** Start TEXT PROVIDED **

RU2839518C1 - Method of processing iron-containing dust - Google Patents

Abstract

FIELD: performing operations.

SUBSTANCE: proposed invention relates to methods of processing of dust separation products, which occur at various processing processes of iron-containing materials, for example, slags, scale and sawdust. Proposed method comprises preliminary coarse cleaning and magnetic-gravitational concentration. Coarse-grained and fine-grained products are obtained during preliminary coarse purification. Coarse-grained products are subjected to dry magnetic separation at induction from 0.1 to 0.3 T so that magnetic and non-magnetic products are obtained. Magnetic product is supplied for further processing, and non-magnetic product is sent to dump. Fine-grained products are subjected to wet cleaning so that iron-containing pulp is obtained, which is subject to magnetic-gravitational centrifugal concentration, with preliminary magnetisation at magnetic field induction from 0.15 to 0.4 T. Non-magnetic product of magnetic-gravitational centrifugal concentration is directed to dump, magnetic product is thickened with simultaneous addition of PVA in amount of 1.0 to 2.5% of solid weight. Thickened product is filtered to obtain a cake and a filtrate. Cake is mixed with coarse-grained magnetic product of dry magnetic separation and directed to extruder to produce wet iron-containing extrudates which are dried; dry iron-containing extrudates are finished product. Thickening discharge and the filtrate are used as recycled water.

EFFECT: high efficiency of extracting iron and low environmental hazard.

1 cl, 1 dwg, 6 tbl, 2 ex

Description

The invention relates to methods for processing dust collection products arising from various processes of processing iron-containing materials, such as slag, scale, sawdust, etc.

A method for enriching iron ore is known (RU Patent No. 2307710, published 10.10.2007), in which the material crushed in the first stage of crushing, intended for the first stage of wet magnetic separation, is fed into an apparatus where it is separated by density into a heavy sand product and a light overflow product, after which the light overflow product is subjected to magnetic separation to obtain magnetic and non-magnetic products, whereby the non-magnetic product is removed from the process and dumped into a waste heap, and the magnetic product is sent to the mill feed.

The main disadvantages of the method are the relatively low separation efficiency, especially in the case of enrichment of finely disseminated materials, the separated components of which differ little in density and specific susceptibility.

** End TEXT PROVIDED **
** Start ENTRIES **

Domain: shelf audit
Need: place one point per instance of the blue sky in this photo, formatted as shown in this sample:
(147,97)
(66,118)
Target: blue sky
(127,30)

** End ENTRIES **

**DIRECTIVE 1:** According to the patent text, how much PVA is added when the magnetic product is thickened?
**DIRECTIVE 2:** List the iron-containing materials that the patent text gives as examples.
**DIRECTIVE 3:** Copy word for word the part of the patent text from "EFFECT: high efficiency" to "scale, sawdust, etc.".

**CORRECT RESULT 1:** 1.0 to 2.5% of solid weight.

**CORRECT RESULT 2:** Slag, scale, sawdust

**CORRECT RESULT 3:**
EFFECT: high efficiency of extracting iron and low environmental hazard.

1 cl, 1 dwg, 6 tbl, 2 ex

Description

The invention relates to methods for processing dust collection products arising from various processes of processing iron-containing materials, such as slag, scale, sawdust, etc.